| Aim of the exercise |
Transcription task. Write out each entry verbatim and exclude any image.

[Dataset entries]
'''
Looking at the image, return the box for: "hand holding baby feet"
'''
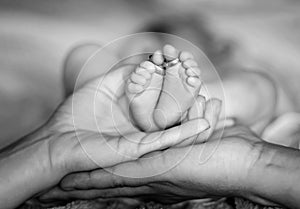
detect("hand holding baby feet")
[125,50,164,131]
[154,45,202,129]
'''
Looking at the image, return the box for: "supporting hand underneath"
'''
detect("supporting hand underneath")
[40,126,300,209]
[0,65,213,209]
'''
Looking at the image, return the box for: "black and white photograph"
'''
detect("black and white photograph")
[0,0,300,209]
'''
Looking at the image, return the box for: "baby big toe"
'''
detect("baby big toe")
[163,44,179,61]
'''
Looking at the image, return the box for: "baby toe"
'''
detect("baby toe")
[163,44,179,61]
[131,72,147,85]
[127,82,144,94]
[183,59,198,68]
[186,67,201,77]
[151,50,164,66]
[179,51,194,62]
[186,76,201,88]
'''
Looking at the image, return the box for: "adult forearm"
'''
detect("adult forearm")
[0,128,64,209]
[246,142,300,208]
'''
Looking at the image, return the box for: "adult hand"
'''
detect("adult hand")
[38,126,267,204]
[42,124,300,209]
[0,63,213,209]
[49,64,212,171]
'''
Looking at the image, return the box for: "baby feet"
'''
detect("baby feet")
[125,50,164,131]
[126,45,202,131]
[154,45,202,129]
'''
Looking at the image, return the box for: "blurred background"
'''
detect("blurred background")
[1,0,300,149]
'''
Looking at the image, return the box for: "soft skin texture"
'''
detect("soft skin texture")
[153,45,202,129]
[0,63,215,209]
[125,45,202,132]
[41,126,300,209]
[125,51,164,132]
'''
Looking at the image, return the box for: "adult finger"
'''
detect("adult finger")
[138,118,209,154]
[178,98,221,147]
[70,118,209,171]
[196,98,222,142]
[39,186,146,204]
[61,168,151,191]
[38,187,73,202]
[215,118,236,130]
[188,95,206,120]
[61,157,162,190]
[61,145,194,190]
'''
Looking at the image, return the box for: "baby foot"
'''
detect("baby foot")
[125,50,164,131]
[154,45,202,129]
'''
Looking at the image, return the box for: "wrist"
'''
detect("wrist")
[0,125,67,208]
[25,123,69,177]
[242,141,300,208]
[235,141,278,206]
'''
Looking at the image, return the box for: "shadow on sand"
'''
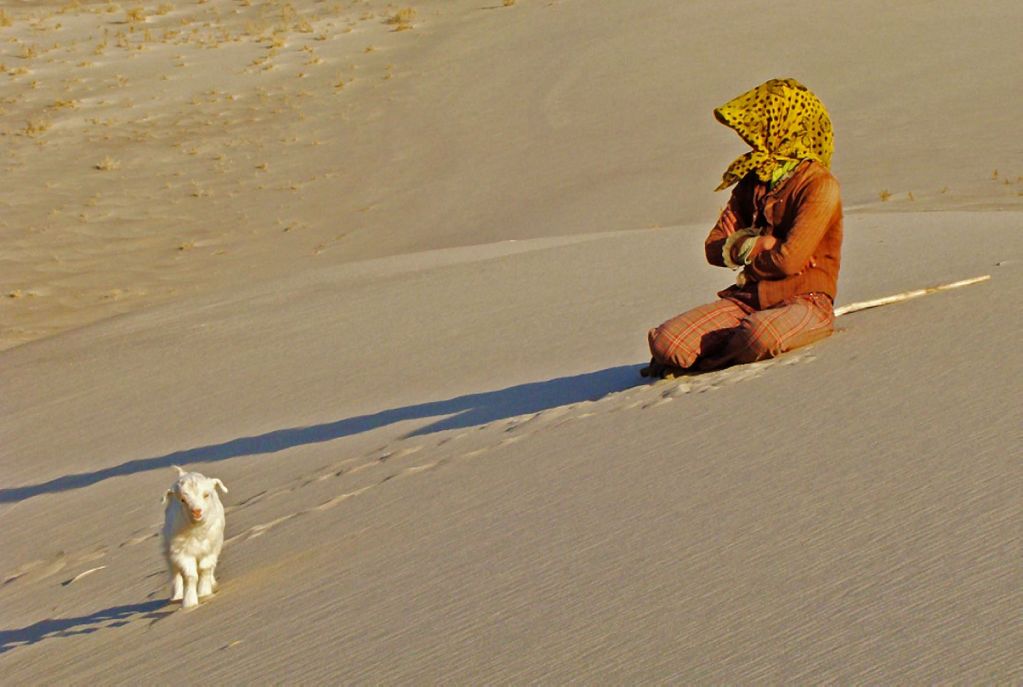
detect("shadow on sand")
[0,600,171,654]
[1,365,645,504]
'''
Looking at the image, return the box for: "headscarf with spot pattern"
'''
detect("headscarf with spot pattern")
[714,78,833,191]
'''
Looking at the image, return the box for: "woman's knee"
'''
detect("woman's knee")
[729,306,834,363]
[648,324,699,369]
[649,300,748,369]
[728,320,779,363]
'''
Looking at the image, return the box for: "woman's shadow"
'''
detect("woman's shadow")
[1,365,644,503]
[0,600,171,654]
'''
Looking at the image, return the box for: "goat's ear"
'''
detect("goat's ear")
[162,489,174,504]
[172,465,186,477]
[212,478,228,494]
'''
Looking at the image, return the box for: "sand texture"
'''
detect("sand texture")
[1,1,1020,683]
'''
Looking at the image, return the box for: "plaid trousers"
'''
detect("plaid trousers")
[648,293,835,370]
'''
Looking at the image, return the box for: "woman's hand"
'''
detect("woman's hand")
[737,235,778,286]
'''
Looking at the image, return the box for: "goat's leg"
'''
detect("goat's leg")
[170,570,184,601]
[178,557,199,609]
[197,555,217,598]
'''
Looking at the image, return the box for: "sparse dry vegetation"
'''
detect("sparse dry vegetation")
[95,156,121,171]
[387,8,416,31]
[24,119,52,137]
[125,7,145,24]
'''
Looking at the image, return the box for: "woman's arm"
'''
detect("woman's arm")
[744,175,840,280]
[705,179,754,267]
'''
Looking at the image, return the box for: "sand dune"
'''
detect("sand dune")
[1,1,1020,683]
[2,0,1020,349]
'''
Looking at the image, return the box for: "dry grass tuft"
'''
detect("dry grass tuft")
[387,7,416,30]
[189,183,211,198]
[879,189,891,202]
[0,10,13,27]
[95,156,120,171]
[25,119,52,137]
[503,0,516,5]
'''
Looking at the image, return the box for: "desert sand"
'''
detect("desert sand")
[1,1,1020,683]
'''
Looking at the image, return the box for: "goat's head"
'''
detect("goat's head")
[163,466,228,523]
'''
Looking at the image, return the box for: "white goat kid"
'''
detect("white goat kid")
[162,466,228,609]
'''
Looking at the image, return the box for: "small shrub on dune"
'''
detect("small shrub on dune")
[387,7,416,31]
[95,156,120,171]
[24,119,51,136]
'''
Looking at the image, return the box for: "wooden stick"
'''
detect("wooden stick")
[834,274,990,317]
[62,565,107,587]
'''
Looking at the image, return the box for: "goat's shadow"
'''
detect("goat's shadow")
[0,599,172,654]
[1,365,645,503]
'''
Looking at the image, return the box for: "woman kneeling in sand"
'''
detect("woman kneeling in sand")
[643,78,842,378]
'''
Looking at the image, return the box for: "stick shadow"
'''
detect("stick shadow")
[1,365,644,503]
[0,600,171,654]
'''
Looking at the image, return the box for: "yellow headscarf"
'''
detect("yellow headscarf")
[714,78,833,191]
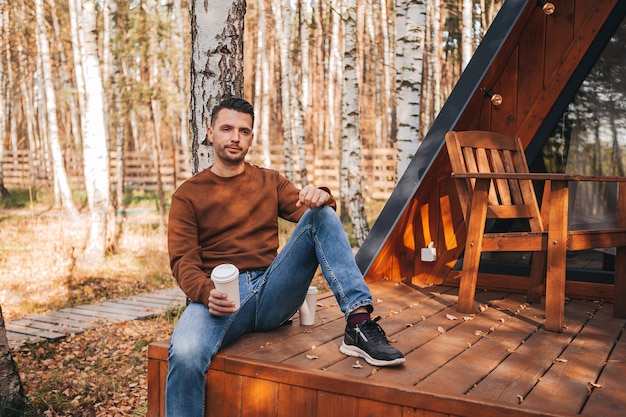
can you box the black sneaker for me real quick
[339,316,405,366]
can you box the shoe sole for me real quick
[339,342,406,367]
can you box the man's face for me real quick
[208,109,254,166]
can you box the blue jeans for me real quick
[165,206,373,417]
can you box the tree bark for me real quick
[340,0,369,246]
[190,0,246,174]
[78,0,111,265]
[395,0,426,178]
[0,306,25,416]
[36,0,81,219]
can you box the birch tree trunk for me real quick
[395,0,426,178]
[328,7,342,150]
[174,0,189,152]
[146,0,166,221]
[461,0,473,70]
[291,2,308,187]
[36,0,81,220]
[0,306,24,416]
[340,0,369,246]
[190,0,246,174]
[78,0,111,265]
[272,0,296,182]
[253,0,271,168]
[0,0,8,198]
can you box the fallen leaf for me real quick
[517,394,524,404]
[463,316,474,321]
[555,358,568,363]
[305,355,318,360]
[352,360,363,368]
[446,314,457,321]
[437,326,446,334]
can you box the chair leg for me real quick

| Task response |
'''
Looking at the image, return the box for: "hand holding baby feet"
'''
detect("hand holding baby feet")
[125,50,164,131]
[154,45,202,129]
'''
Looking at the image, return the box for: "supporting hand underneath"
'''
detect("supporting hand underneath")
[40,126,300,209]
[0,65,213,209]
'''
Looking at the image, return the box for: "black and white photograph"
'''
detect("black and white photograph")
[0,0,300,209]
'''
Looking at the image, return the box for: "baby big toe"
'''
detect("baby big toe")
[163,44,179,61]
'''
Looking at the image, return the box for: "baby toe"
'''
detect("baby toe")
[163,44,179,61]
[131,72,147,85]
[127,82,144,94]
[183,59,198,68]
[186,67,201,77]
[151,50,164,66]
[179,51,194,62]
[186,76,201,88]
'''
Looking at the image, return the box for: "adult forearm"
'''
detect("adult forearm")
[0,128,64,209]
[246,142,300,208]
'''
Looking at the image, return the box for: "adult hand"
'''
detect("adult hand")
[38,126,267,204]
[42,124,300,209]
[0,63,213,209]
[49,64,212,171]
'''
Looking at the image, return the box for: "baby feet"
'''
detect("baby feet")
[125,50,164,131]
[126,45,202,131]
[154,45,202,129]
'''
Looking at the image, return the box for: "blurred background"
'''
detect("blurred background")
[1,0,300,149]
'''
Looking at the image, return the box for: "soft skin texture"
'''
detect("soft skin texture")
[153,45,202,129]
[0,63,215,209]
[125,45,202,132]
[41,126,300,209]
[125,51,164,132]
'''
Looking at the image, return the box for: "adult finger"
'''
detect("adult finger")
[138,118,209,154]
[178,98,221,147]
[70,118,209,171]
[196,98,222,142]
[39,186,146,204]
[61,168,151,191]
[38,187,73,202]
[215,118,236,130]
[188,95,206,120]
[61,157,162,190]
[61,145,194,190]
'''
Looking at the image, return the box for: "baby foot"
'''
detect("baby foot")
[125,50,164,131]
[154,45,202,129]
'''
Looking at the image, return the box for: "wrist"
'''
detect("wrist")
[0,125,67,208]
[25,123,69,177]
[242,141,300,208]
[235,141,278,206]
'''
Looking at the image, return the box for: "shadow on sand"
'''
detect("shadow on sand")
[0,600,171,654]
[1,365,645,504]
'''
Looking at the image, return the box for: "headscarf with spot pattern"
'''
detect("headscarf with spot pattern")
[714,78,833,191]
'''
Looking at the image, return the box for: "woman's knee"
'''
detect("woman's knee")
[729,306,834,363]
[648,324,699,369]
[649,300,748,369]
[728,320,779,363]
'''
Looking at the image, return the box for: "woman's shadow"
'''
detect("woman's shadow")
[1,365,644,503]
[0,600,171,654]
'''
Looking at the image, return the box for: "goat's ear"
'''
detect("goat's ear")
[162,489,174,504]
[172,465,186,477]
[212,478,228,494]
'''
Looking at the image, return the box for: "sand texture"
'''
detect("sand texture")
[1,1,1020,683]
'''
Looking at the image, return the box for: "plaid trousers"
'''
detect("plaid trousers")
[648,293,835,370]
'''
Looking at the image, return the box for: "woman's hand"
'''
detect("woman's hand")
[737,235,778,286]
'''
Looking at the image, return the box for: "goat's leg"
'''
detect("goat's leg")
[170,570,184,601]
[178,557,199,609]
[197,555,217,598]
'''
Looking at the image, return the box for: "sparse dry vegetation"
'''
detect("sparse dry vegetation")
[95,156,121,171]
[387,8,416,31]
[24,119,52,137]
[125,7,145,24]
'''
Looking at the image, return the box for: "woman's arm"
'''
detect("woman's arm")
[744,175,840,280]
[705,179,754,267]
'''
Looking at the image, return the box for: "sand dune"
'''
detect("sand dune")
[1,1,1020,683]
[2,0,1020,349]
'''
Looking at the image, return the box for: "dry grass tuft"
'''
detect("dry grass tuft")
[387,7,416,30]
[189,183,211,198]
[879,189,891,202]
[0,10,13,27]
[95,156,120,171]
[25,119,52,137]
[503,0,516,5]
'''
Looking at the image, return the box for: "desert sand"
'''
detect("desert sand")
[1,1,1020,683]
'''
Looking at the image, return the box for: "goat's head"
'''
detect("goat's head")
[163,466,228,523]
'''
Looking at the image, return the box for: "white goat kid"
'''
detect("white goat kid")
[162,466,228,609]
'''
Looking at the image, return the box for: "small shrub on dune"
'''
detect("small shrub on dune")
[387,7,416,31]
[95,156,120,171]
[24,119,51,136]
'''
Looking at the image, return the box for: "wooden stick"
'''
detect("wooden stick")
[834,274,990,317]
[62,565,107,587]
'''
Looking at the image, return the box for: "goat's shadow"
'''
detect("goat's shadow")
[0,599,172,654]
[1,365,645,503]
'''
Looking at the image, return the box for: "woman kneeling in sand"
'''
detect("woman kneeling in sand")
[643,78,842,378]
'''
Looking at the image, return the box for: "stick shadow"
'''
detect("stick shadow")
[1,365,644,503]
[0,600,171,654]
'''
Looking at the image, return the box for: "yellow headscarf"
'''
detect("yellow headscarf")
[714,78,833,191]
can you box the black sneaker for me real quick
[339,316,405,366]
can you box the shoe sole for me real quick
[339,342,406,367]
can you box the man's face for me real quick
[208,109,254,166]
can you box the blue jeans for me real quick
[165,206,373,417]
can you box the tree bark for me real quick
[340,0,369,246]
[190,0,246,174]
[78,0,111,265]
[395,0,426,178]
[0,306,25,416]
[36,0,81,219]
can you box the birch tree trunk for me real quick
[395,0,426,178]
[328,7,342,150]
[174,0,189,152]
[146,0,166,221]
[461,0,473,70]
[291,2,308,187]
[36,0,81,220]
[0,306,24,416]
[340,0,369,246]
[190,0,246,174]
[78,0,111,265]
[272,0,296,182]
[253,0,271,168]
[0,0,8,198]
can you box the fallen leaf for me real quick
[517,394,524,404]
[463,316,474,321]
[555,358,568,363]
[305,355,318,360]
[352,360,363,368]
[446,314,457,321]
[437,326,446,334]
can you box the chair leg for me real quick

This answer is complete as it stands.